WHAT THE TASK ASKS>
Reproduce every line of the listing below exactly.

SUPPLIED ENTRIES>

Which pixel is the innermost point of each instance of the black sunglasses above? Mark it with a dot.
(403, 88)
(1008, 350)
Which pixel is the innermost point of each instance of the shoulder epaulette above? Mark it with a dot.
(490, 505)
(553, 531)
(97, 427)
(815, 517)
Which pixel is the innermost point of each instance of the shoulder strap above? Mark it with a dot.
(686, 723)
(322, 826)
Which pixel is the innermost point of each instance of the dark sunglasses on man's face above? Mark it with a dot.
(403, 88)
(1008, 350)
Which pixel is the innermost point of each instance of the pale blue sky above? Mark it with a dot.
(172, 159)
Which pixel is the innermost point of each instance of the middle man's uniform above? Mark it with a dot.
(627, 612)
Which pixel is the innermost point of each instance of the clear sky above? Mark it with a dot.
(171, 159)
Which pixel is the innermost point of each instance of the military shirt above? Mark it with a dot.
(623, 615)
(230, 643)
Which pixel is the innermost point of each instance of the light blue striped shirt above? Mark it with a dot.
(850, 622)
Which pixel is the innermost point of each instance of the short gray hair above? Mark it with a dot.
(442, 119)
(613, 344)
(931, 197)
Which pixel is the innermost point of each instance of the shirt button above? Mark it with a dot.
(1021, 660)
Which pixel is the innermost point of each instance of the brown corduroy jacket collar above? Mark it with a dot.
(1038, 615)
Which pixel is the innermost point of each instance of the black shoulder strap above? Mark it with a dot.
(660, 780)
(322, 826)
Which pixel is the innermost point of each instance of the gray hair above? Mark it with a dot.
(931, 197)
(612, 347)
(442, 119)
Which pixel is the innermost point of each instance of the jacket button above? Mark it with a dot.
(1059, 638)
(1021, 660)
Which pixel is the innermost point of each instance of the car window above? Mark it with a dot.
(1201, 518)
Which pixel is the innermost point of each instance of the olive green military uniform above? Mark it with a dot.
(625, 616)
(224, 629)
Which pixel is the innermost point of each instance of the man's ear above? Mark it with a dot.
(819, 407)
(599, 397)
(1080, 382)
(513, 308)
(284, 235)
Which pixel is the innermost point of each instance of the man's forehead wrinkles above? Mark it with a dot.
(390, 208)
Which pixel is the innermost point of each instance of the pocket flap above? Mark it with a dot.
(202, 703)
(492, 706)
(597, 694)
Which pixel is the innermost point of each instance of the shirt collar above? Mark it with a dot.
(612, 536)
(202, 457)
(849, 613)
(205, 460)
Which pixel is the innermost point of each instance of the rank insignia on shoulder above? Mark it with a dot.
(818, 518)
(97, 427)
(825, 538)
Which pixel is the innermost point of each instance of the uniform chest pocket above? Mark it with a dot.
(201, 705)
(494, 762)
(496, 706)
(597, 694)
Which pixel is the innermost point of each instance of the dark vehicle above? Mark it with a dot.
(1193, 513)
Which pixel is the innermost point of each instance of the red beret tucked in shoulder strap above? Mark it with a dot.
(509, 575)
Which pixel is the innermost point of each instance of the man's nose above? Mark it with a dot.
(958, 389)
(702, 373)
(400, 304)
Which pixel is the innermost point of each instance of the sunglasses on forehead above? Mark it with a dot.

SOLUTION TO THE EXERCISE>
Which pixel is the innermost point of each instance of the black sunglasses above? Mark it with a dot.
(403, 88)
(1008, 350)
Which pixel is the innermost point of each instance of the shoulder epaulette above? Mark it with a dot.
(490, 505)
(553, 531)
(97, 427)
(815, 517)
Which pixel is the innermost point of each instance of the shoulder strap above? Mark it with a dot.
(686, 723)
(322, 826)
Which pixel is the innermost point of each instance of the dark sunglasses on man's face above? Mark it with a dot.
(403, 88)
(1008, 350)
Which pixel is the innermost point of each instance of the pale blue sky above? Mark it with a dot.
(172, 159)
Which pixel is the innermost point of each instance of the middle man's uniform above? Mark it with a dot.
(627, 612)
Which pixel is the innermost point of each instance of the clear sky above? Mark it with a dot.
(171, 159)
Which pixel is the innermost point of each instance of the military shirt above? Mark it with a dot.
(623, 615)
(230, 643)
Which pixel is the innermost point of each instance of the light blue striped shirt above? Mark it with a dot.
(850, 622)
Which pixel is the innermost point of each instance of the short gray hair above? Mark it with a dot.
(442, 119)
(613, 344)
(931, 197)
Which pixel is the innermost point of each instance of the shirt button above? Mark it with a dot.
(1021, 660)
Which pixel is the innermost point of each instance of the brown corduroy jacket collar above? Mark it with a dot.
(1038, 615)
Which pixel is the innermost point of each instance of the black shoulder strap above? Mark it with a dot.
(660, 780)
(322, 826)
Which pixel is the innermost point of each instance of the gray hair above? Mark it with a dot.
(931, 197)
(612, 347)
(442, 119)
Which pixel is the innermost point of each instance of the jacket button above? Mark it with a dot.
(1059, 638)
(1021, 660)
Which pixel is the innermost point of each instance of the car window above? Mark it with a dot.
(1201, 518)
Which pixel is the innermost point of each instance of the olive green military uniform above? Mark it with a dot.
(625, 616)
(224, 629)
Which pixel is the innermost point of each instance of the man's ear above? Mark it with a dot.
(819, 407)
(599, 397)
(1080, 382)
(513, 308)
(284, 235)
Which pixel is the innermost point of each instance of the man's forehead wrinkles above? Mark it with a dot.
(390, 208)
Which pixel is the innermost point of each instance of the pocket flap above? Mark it with a dot.
(202, 703)
(492, 706)
(597, 694)
Which pixel is the innermost point of each instance of the shirt collar above? Mark it with a dot.
(612, 536)
(202, 457)
(849, 613)
(205, 460)
Which pixel is the innermost point of each instance of the rank insignia on shoulder above? Mark it with a dot.
(818, 518)
(97, 427)
(825, 538)
Which pixel is the innermost point of each instance of the uniform chest pocket above? Mark it with a dot.
(201, 705)
(494, 762)
(496, 706)
(597, 694)
Which pixel is the innermost point of each instance of the dark vehicle above? Mark it with a dot.
(1193, 513)
Which pixel is the innermost point of each instance of the red beret tucked in shoulder strap above? Mark it with a dot.
(509, 575)
Which pixel is the innermost point of each instance of the man's nose above? Mark it with a dot.
(958, 389)
(702, 373)
(400, 304)
Which pixel is the innermost point of each instance of the sunglasses on forehead above? Mark it with a dot.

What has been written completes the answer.